## START Extracted data

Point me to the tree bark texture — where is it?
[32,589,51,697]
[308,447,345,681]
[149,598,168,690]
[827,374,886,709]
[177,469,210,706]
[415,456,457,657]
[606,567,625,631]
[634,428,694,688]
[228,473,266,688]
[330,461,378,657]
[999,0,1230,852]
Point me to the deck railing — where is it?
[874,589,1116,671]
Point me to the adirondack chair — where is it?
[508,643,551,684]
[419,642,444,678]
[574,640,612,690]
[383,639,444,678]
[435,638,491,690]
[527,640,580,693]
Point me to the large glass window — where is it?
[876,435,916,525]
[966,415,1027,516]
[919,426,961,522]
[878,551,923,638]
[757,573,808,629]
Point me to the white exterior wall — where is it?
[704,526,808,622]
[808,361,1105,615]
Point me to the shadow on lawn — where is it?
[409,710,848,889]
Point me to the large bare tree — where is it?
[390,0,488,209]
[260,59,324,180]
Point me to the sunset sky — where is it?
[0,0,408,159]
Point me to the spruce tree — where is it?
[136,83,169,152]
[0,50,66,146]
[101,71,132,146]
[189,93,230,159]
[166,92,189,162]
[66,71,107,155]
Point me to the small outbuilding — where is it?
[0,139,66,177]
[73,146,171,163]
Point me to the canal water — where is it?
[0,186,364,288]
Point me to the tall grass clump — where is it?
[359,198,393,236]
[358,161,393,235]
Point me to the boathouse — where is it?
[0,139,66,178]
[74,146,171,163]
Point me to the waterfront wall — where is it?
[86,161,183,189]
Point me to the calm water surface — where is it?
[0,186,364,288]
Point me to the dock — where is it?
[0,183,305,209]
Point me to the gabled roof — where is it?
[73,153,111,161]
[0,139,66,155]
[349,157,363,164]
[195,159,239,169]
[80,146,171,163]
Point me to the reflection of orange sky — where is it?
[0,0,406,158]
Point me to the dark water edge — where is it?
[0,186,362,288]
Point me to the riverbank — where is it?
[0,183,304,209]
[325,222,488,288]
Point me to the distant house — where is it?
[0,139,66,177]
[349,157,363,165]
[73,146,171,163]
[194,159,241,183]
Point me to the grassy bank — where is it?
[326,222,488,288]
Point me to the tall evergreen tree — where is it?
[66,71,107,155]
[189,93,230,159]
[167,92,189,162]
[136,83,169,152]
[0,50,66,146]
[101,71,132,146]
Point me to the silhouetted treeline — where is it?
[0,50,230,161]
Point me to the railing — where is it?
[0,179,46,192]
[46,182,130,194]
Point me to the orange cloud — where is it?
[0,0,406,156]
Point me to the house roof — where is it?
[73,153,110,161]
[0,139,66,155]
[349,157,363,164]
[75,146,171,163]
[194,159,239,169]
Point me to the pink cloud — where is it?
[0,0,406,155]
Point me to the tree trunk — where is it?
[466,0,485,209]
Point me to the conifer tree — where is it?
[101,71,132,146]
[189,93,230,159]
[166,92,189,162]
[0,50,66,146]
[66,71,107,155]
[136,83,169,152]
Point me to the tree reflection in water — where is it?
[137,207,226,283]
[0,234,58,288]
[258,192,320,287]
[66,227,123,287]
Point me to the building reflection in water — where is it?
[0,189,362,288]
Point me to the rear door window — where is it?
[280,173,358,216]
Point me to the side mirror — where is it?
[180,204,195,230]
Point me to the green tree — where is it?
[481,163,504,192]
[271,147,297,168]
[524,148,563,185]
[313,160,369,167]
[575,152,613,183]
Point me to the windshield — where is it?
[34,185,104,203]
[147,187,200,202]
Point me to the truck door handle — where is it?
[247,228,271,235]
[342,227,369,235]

## END Extracted data

Shift every bounding-box coordinate in the answers by adding 56 to it, and write out the lines again with their requests, starting with the line containing "Point me to the gabled roof — where is it?" and going on through the end of the records.

**Solution to this problem**
Point me to the gabled roof — where is it?
[129,209,167,217]
[56,195,122,211]
[405,213,419,220]
[251,215,295,225]
[136,202,227,219]
Point me to the reflection of orange sky — where is it?
[56,56,462,214]
Point me to the dark water edge — where is it?
[56,242,418,344]
Point me to the riverbank — where is it?
[56,239,360,265]
[381,278,544,344]
Point me to the distant house — where is it?
[56,195,122,233]
[405,213,419,221]
[129,202,227,219]
[250,215,297,239]
Point me to the grassy bank — where is it?
[382,278,544,344]
Point me to the tall evergreen tree — where is it?
[122,127,163,211]
[245,149,286,215]
[223,148,245,218]
[192,139,225,208]
[56,106,122,202]
[157,127,188,202]
Point me to the silhouetted treeline — where is it?
[56,106,286,217]
Point me to the railing — where is it?
[56,235,102,248]
[102,238,186,250]
Point me to the orange cloud — where is it?
[56,56,462,212]
Point me to the house roof — where is it?
[129,209,166,217]
[56,195,122,211]
[405,213,419,220]
[131,202,227,219]
[250,215,295,225]
Point me to the pink cloud — where is it?
[56,56,462,211]
Point me to the tree trunk — where is it?
[522,56,541,265]
Point me to the conifer tree — where is it?
[157,127,188,202]
[245,149,286,215]
[222,148,245,218]
[56,106,122,202]
[122,127,163,211]
[192,139,225,208]
Point me to the tree reflection in water — where is it?
[193,263,282,339]
[56,290,114,344]
[314,248,376,343]
[122,283,179,343]
Point me to the building reflection in water — where is it?
[56,245,418,344]
Point me to the rear door window — where is it?
[336,229,414,272]
Point me to the side mirror — where is it?
[236,260,251,286]
Point me to the green tree — where is it?
[537,219,560,248]
[327,203,353,224]
[580,204,619,241]
[369,216,425,223]
[631,208,669,239]
Point me to the windshield — where is it?
[90,241,160,259]
[203,243,256,258]
Point me to the truck door handle — where is it?
[303,284,327,291]
[398,283,425,291]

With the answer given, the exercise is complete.